WHAT NEEDS TO BE DONE :: Edit the passage on autonomous taxis. Restate the part that opens with "With the increasing" and closes with "as Waymo (Google)", putting "robotic taxis" wherever "Robotaxis" occurs.

TEXT BLOCK ::
** START **

With the increasing deployment of autonomous taxis in different cities around the world, recent studies have stressed the importance of developing new methods, models and tools for intuitive human–autonomous taxis interactions (HATIs). Street hailing is one example, where passengers would hail an autonomous taxi by simply waving a hand, exactly like they do for manned taxis.
1. Introduction
Despite the uncertainty regarding their ability to deal with all real-world challenges, autonomous vehicle (AV) technologies have been receiving a lot of interest from industry, governmental authorities and academia
[1]. Autonomous taxis (also called Robotaxis) are a recent example of such interest. Different companies are competing to lunch their autonomous taxis, such as Waymo (Google)
[2], the Chinese Baidu
[3], Hyundai with its Level 4 Ioniq 5s
[4], NuTonomy (MIT) and the Japanese Tier IV, to mention a few. Robotaxis are not in the prototyping stage anymore, and different cities have regulated their usage on the roads, such as Seoul
[5], Las Vegas
[6], San Diego, and recently San Francisco, where California regulators gave Cruise’s robotic taxi service the permission to start driverless rides
[7]. Uber and Lyft, two ride e-hailing giants, have partnered with AV technology companies to launch their driverless taxi services
[8]. The Chinese DeepRoute.ai is planning to start the mass production of Level 4 autonomous taxis in 2024, to be available for consumer purchase afterwards
[9]. In academia, recent research works have concluded that, besides the safety issue, the acceptance of Robotaxis by users is hugely affected by the user experience
[10][11][12]. Researchers have identified different autonomous taxi service stages, mainly calling, pick-up, traveling and drop-off stages, and have conducted experiments to study the user experience during these different stages. Flexibility during the pick-up and drop-off stages is one of the issues raised by users. Currently, the users use mobile applications to “call” an autonomous taxi, and after boarding they interact either through a display installed in the vehicles or using a messenger app on their smartphones. One of the problems raised by participants is the difficulty of identifying the specific taxi they called, especially if there are many autonomous taxis around
[10]. Mutual identification using QR code was inconvenient
[10], and some participants suggested that other intuitive ways would be more interesting, such as hailing taxis through eye movement using Google glasses
[12] and hailing gesture signals using smartwatches
[12]. Participants also requested more flexibility with respect to the communication of the pick-up and drop-off locations to autonomous taxis. The current practice is to select pick-up and drop-off locations from a fixed list of stands, but users have the perception that taxis can be everywhere
[10], and they expect autonomous taxis to be like traditional manned taxis in this respect
[11].

** END **

EXTRACTED RECORDS ::

** START **

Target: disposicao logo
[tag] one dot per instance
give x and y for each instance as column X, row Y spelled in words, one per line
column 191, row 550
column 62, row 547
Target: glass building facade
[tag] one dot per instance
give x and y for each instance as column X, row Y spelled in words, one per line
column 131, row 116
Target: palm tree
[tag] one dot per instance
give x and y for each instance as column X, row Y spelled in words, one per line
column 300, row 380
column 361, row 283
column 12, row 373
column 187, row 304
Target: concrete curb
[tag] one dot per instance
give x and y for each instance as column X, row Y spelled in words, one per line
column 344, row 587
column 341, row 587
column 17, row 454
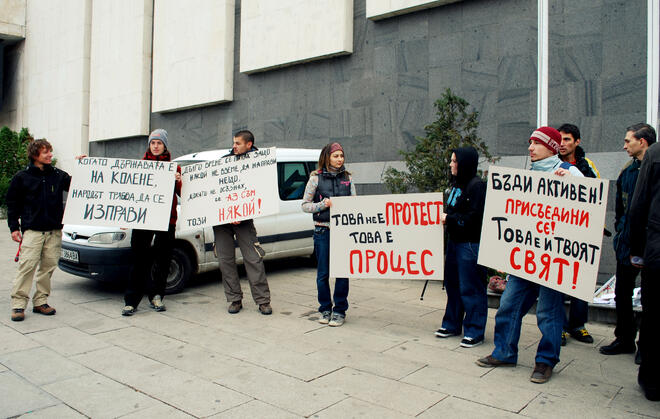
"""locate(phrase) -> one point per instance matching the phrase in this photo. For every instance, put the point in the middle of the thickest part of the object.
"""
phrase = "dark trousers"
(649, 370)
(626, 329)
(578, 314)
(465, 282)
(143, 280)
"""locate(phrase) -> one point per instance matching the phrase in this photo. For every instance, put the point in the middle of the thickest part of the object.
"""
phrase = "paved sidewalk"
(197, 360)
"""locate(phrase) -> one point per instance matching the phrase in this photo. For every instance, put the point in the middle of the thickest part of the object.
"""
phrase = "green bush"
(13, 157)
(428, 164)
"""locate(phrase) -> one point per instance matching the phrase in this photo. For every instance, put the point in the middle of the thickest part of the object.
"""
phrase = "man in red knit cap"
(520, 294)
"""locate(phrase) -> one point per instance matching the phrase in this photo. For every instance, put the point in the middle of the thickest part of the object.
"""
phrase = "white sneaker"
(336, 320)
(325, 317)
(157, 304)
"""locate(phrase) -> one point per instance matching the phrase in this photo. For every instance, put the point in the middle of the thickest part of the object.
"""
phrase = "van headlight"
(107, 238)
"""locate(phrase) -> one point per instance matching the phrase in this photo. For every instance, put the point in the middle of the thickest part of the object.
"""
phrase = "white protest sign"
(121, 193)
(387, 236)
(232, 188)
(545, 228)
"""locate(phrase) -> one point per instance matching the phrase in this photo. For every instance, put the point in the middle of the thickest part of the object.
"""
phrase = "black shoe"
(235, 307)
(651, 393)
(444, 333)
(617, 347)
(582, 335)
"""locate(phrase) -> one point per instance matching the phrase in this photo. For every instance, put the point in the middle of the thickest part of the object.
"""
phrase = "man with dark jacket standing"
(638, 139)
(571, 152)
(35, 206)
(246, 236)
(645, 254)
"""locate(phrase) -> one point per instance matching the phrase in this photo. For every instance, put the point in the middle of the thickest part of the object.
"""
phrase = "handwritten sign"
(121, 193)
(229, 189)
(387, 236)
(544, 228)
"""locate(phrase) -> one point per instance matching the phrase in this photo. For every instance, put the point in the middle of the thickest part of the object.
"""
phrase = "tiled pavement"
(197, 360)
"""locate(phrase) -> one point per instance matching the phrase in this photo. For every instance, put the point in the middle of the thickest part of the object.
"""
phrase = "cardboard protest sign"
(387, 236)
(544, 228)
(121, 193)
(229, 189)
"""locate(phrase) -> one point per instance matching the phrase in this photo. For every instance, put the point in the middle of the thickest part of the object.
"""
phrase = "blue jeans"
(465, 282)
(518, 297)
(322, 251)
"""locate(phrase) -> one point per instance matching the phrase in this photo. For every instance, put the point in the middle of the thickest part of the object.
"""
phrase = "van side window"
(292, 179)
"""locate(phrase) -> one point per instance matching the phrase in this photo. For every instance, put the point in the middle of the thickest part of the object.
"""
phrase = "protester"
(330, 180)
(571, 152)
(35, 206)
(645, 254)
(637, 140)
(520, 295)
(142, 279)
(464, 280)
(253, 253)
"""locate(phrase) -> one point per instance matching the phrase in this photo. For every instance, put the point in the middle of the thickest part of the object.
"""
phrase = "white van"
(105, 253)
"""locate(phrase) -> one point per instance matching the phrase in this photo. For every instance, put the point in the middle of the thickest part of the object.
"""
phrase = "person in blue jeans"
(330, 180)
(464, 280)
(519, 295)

** END **

ANSWER TO THE TASK ::
With the increasing deployment of autonomous taxis in different cities around the world, recent studies have stressed the importance of developing new methods, models and tools for intuitive human–autonomous taxis interactions (HATIs). Street hailing is one example, where passengers would hail an autonomous taxi by simply waving a hand, exactly like they do for manned taxis.
1. Introduction
Despite the uncertainty regarding their ability to deal with all real-world challenges, autonomous vehicle (AV) technologies have been receiving a lot of interest from industry, governmental authorities and academia
[1]. Autonomous taxis (also called robotic taxis) are a recent example of such interest. Different companies are competing to lunch their autonomous taxis, such as Waymo (Google)